Items listed in a dataset:
-.-.-

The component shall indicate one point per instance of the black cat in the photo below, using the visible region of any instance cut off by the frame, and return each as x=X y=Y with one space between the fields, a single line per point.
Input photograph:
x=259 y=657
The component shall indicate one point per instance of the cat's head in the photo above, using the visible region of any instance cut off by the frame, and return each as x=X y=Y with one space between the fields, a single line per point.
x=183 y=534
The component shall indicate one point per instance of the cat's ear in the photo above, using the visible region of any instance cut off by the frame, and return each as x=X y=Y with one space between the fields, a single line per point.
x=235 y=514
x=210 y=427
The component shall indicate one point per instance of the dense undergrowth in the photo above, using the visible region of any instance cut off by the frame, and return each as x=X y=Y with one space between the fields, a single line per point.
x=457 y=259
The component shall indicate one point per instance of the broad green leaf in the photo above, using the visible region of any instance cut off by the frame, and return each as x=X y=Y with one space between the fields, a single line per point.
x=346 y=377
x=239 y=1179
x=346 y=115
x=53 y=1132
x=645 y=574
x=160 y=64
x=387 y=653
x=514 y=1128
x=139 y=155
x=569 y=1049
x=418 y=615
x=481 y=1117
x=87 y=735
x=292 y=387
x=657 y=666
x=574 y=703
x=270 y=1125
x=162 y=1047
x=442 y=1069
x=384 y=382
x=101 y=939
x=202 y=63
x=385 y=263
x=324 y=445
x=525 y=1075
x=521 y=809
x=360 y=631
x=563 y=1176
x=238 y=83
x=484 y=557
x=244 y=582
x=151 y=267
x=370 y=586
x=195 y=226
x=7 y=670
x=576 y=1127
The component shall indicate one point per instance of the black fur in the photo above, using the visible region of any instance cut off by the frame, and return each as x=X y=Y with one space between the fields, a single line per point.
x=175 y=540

-.-.-

> What the task requires: Copy everything from the line containing "the cat's ear" down to the line containing "x=210 y=427", both ends included, with each x and y coordinate in the answers multiplied by 0.75 and rounded to a whole number, halves rounded up. Leave the text of the items unchanged, including the sample x=X y=Y format.

> The result:
The component shall indicate one point per instance of the cat's ear in the photo above, using the visible region of any instance cut off by the frame, and return each as x=X y=Y with one space between the fields, a single line per point.
x=176 y=386
x=158 y=320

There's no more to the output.